Metin bölümü:
========================================================================

23
Kasım 1952 Cuma, Niğde Misli…
Samimi
bir dindar olan babam, ki dinimizi kurtarmak için geldik Türkiye’ye
derdi her fırsatta, Cuma gününün en hayırlı günlerden biri
olduğuna inanırdı.
Dün
akşam yemeğinden sonra hepimiz karşısına alarak,
-Yarın,
günlerin en hayırlısı Cuma. Sabahın erken saatlerinde ilk
buğday tohumlarını tarlamızda buluşturmamız gerekiyor.
Dedi.
Hep birlikte dua ettik hayırlı bir hasat sonucu alalım diye.
Babam,
mülkiyeti hazineye ait olan 100 dönümlük tarlamızdan, kendince
buğday ekimine en uygun olan 50 dönüm tarlayı seçmiş ve ekim
için hazırlamıştı.
Dönüm
başına ortalama 16 kg buğday kullanılacağından, ekim için 800
kg buğday almıştı iki gün önce.
Buğdayın
alındığı günün akşamı anamla yaptıkları alçak sesli
konuşmalarından, araba ve öküzlerden sonra tohumluk buğdaya da
yaptığı ödemelerin akçe durumumuzu sarstığını anlattıktan sonra,
-Tarladan
yeterli verimi alamazsak tekrar Çukurova’ya dönmek zorunda
kalabiliriz.
Demişti.
Gün
ağarmaya başladığında hep birlikte tarlamıza gittik. Öküzlerin
çektiği arabada tarlaya giderken, birden zamanda geriye, 1950
yılının Kasım ayında buldum kendimi.
Henüz
6 yaşında, Karagözlerdeki tarlamızda babamla beraberdim.
Karagözler
köyündeki diğer çiftçiler gibi, beline bağladığı bir
torbanın içine koyduğu tahıl tohumlarını elle saçarak
ilerliyordu tarlada. Ben de hayranlıkla izliyordum babamı. Babamın,
-Hadi çocuklar işbaşına...
Sesiyle
zamanımıza geri döndüm, tarlamızdaydık.

========================================================================

Görev ayrıntıları:
Yukarıdaki ekim günü metnine göre babanın ekim için neden 800 kg buğday aldığını lütfen açıklayın.

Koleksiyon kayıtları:
========================================================================

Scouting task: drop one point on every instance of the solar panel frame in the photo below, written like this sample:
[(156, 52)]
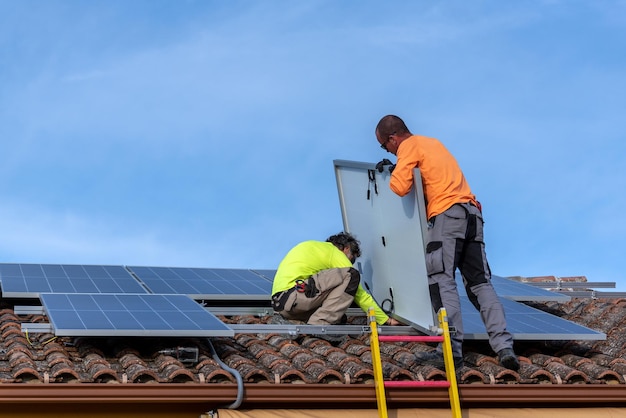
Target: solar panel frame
[(130, 315), (21, 280), (204, 283)]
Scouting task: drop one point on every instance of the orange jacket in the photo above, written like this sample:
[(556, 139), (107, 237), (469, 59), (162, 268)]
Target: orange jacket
[(443, 181)]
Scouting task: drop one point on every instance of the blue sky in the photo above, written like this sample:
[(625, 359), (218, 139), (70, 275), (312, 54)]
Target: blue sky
[(202, 133)]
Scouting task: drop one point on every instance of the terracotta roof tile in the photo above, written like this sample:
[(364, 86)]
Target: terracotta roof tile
[(276, 358)]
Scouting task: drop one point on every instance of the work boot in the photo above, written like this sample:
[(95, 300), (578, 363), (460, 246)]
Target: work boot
[(508, 359), (435, 358)]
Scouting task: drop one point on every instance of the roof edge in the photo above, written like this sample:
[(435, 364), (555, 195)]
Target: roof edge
[(209, 396)]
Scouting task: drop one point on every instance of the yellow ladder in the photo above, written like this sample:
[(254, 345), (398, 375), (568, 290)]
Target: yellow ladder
[(381, 384)]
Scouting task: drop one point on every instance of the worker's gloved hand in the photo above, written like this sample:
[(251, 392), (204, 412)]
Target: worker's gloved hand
[(310, 290), (380, 166)]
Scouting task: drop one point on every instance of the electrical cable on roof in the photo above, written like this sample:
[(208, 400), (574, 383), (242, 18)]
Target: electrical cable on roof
[(240, 387)]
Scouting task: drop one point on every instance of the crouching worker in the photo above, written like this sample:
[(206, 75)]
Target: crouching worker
[(315, 283)]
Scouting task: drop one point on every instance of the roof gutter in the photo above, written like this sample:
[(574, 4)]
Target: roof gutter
[(209, 396)]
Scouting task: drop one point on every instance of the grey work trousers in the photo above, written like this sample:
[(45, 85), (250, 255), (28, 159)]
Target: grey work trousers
[(335, 290), (455, 240)]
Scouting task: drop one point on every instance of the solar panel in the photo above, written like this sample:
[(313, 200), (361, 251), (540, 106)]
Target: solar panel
[(29, 280), (514, 290), (266, 274), (130, 315), (205, 283), (526, 323)]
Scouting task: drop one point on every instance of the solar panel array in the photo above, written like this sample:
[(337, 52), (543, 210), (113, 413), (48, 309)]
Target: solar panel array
[(526, 323), (518, 291), (100, 300), (30, 280), (130, 315), (204, 283)]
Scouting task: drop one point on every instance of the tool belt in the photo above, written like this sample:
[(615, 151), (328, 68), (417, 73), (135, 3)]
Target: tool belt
[(280, 299), (307, 287)]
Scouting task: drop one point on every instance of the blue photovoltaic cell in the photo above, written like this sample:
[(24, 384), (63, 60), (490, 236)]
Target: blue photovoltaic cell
[(267, 274), (526, 323), (518, 291), (130, 315), (205, 283), (29, 280)]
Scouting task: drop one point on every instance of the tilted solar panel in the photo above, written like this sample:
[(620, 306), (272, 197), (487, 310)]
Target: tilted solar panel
[(519, 291), (205, 283), (29, 280), (526, 323), (131, 315)]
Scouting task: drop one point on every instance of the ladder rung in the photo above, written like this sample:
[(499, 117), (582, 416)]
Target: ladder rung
[(411, 338), (412, 384)]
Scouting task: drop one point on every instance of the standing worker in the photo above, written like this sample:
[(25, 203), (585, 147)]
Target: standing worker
[(316, 283), (454, 236)]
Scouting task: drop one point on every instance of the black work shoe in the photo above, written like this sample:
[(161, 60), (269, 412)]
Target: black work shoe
[(508, 359)]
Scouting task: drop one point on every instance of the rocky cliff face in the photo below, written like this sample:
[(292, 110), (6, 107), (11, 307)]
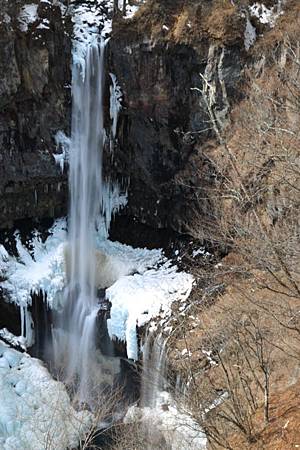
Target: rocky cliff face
[(164, 127), (35, 104)]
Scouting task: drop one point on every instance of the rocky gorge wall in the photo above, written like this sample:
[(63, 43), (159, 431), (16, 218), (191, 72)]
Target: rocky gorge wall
[(35, 50), (161, 61)]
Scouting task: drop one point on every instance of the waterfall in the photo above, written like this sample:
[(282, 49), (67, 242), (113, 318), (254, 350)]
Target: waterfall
[(154, 370), (76, 345)]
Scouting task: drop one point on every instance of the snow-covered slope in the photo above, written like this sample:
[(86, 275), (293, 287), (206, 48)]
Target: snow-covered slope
[(35, 410)]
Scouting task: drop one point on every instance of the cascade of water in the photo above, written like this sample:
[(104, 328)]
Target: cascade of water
[(76, 346), (154, 370)]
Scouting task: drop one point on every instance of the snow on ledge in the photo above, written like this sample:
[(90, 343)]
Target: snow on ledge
[(266, 15), (138, 298), (141, 283)]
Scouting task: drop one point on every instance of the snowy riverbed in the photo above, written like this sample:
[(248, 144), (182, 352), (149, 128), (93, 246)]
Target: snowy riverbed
[(141, 283)]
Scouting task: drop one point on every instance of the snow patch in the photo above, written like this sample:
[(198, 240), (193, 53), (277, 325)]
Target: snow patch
[(27, 16), (266, 15), (174, 424), (115, 104), (63, 144), (35, 410), (250, 34), (136, 299)]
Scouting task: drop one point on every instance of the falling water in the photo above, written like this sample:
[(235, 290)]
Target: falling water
[(76, 345), (154, 370)]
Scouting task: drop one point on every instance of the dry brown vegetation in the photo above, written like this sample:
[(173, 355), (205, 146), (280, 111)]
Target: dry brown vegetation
[(245, 392)]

========================================================================

Görevin sonucu:
Baba, buğday ekimi için 50 dönüm tarla seçip hazırlamıştı. Dönüm başına ortalama 16 kg buğday kullanılacağından bu alan için 800 kg buğday gerekiyordu.